SI
SI
discoversearch

We've detected that you're using an ad content blocking browser plug-in or feature. Ads provide a critical source of revenue to the continued operation of Silicon Investor.  We ask that you disable ad blocking while on Silicon Investor in the best interests of our community.  If you are not using an ad blocker but are still receiving this message, make sure your browser's tracking protection is set to the 'standard' level.
Non-Tech : The Critical Investing Workshop -- Ignore unavailable to you. Want to Upgrade?


To: Voltaire who wrote (29253)8/17/2000 9:35:34 AM
From: Murrey Walker  Respond to of 35685
 
Thanks, Tom...very informative.



To: Voltaire who wrote (29253)8/17/2000 2:18:20 PM
From: Book Bag  Respond to of 35685
 
An ambitious yuppie finally decided to take a vacation. He booked himself
on a Caribbean cruise and proceeded to have the time of his life.

Until the boat sank.

The man found himself swept up on the shore of an island with no other
people, no supplies... Nothing. Only bananas and coconuts. After about
four months, he is lying on the beach one day when the most gorgeous woman
he has ever seen rows up to him. In disbelief, he asks her, "Where did you
come from? How did you get here?"

"I rowed from the other side of the island," she says. "I landed here when
my cruise ship sank."

"Amazing," he says. "You were really lucky to have a rowboat wash up with
you."

"Oh, this?" replies the woman. "I made the rowboat out of raw material I
found on the island; the oars were whittled from gum tree branches; I wove
the bottom from palm branches; and the sides and stern came from a
Eucalyptus tree."

"But-but, that's impossible," stutters the man. "You had no tools or
hardware. How did you manage?"

"Oh, that was no problem," replies the woman. "On the south side of the
island, there is a very unusual strata of alluvial rock exposed. I found
if I fired it to a certain temperature in my kiln, it melted into forgeable
ductile iron. I used that for tools and used the tools to make the
hardware."

The guy is stunned.

"Let's row over to my place," she says.

After a few minutes of rowing, she docks the boat at a small wharf. As the
man looks onto shore, he nearly falls out of the boat. Before him is a
stone walk leading to an exquisite bungalow painted in blue and white.

| What needs to be done |
Write the next part of the shipwreck story, picking up after its final sentence. The material that comes next has no connection to the shipwreck story above.

| Given data |
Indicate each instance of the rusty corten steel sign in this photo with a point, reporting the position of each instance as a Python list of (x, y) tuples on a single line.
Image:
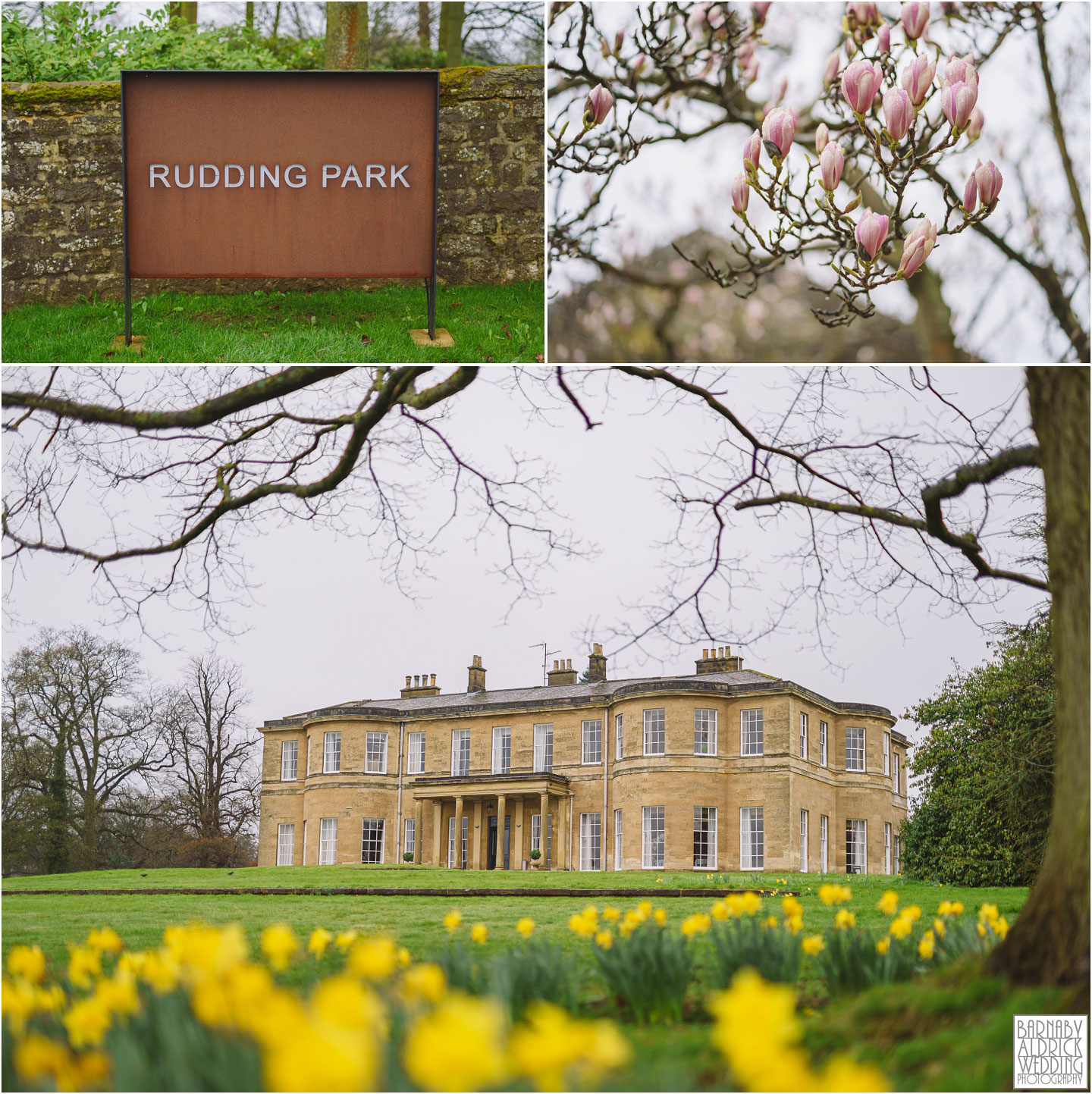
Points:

| Exercise output |
While the woman ties up the rowboat with an expertly woven hemp rope, the
man can only stare ahead, dumb struck.

As they walk into the house, she says casually, "It's not much, but I call
it home. Sit down please; would you like to have a drink?"

"No, no thank you," he says, still dazed. "Can't take any more coconut
juice."

"It's not coconut juice," the woman replies. "I have a still. How about a
Pina Colada?"

Trying to hide his continued amazement, the man accepts, and they sit down
on her couch to talk. After they have exchanged their stories, the woman
announces, "I'm going to slip into something more comfortable. Would you
like to take a shower and shave? There is a razor upstairs in the cabinet
in the bathroom."

No longer questioning anything, the man goes into the bathroom. There, in
the cabinet, is a razor made from a bone handle. Two shells honed to a
hollow ground edge are fastened onto its end inside of a swivel mechanism.

"This woman is amazing," he muses. "What next?"

When he returns, she greets him wearing nothing but vines-strategically
positioned-and smelling faintly of gardenias. She beckons for him to sit
down next to her. "Tell me," she begins, suggestively, slithering closer to
him, "we've been out here for a really long time. You've been lonely.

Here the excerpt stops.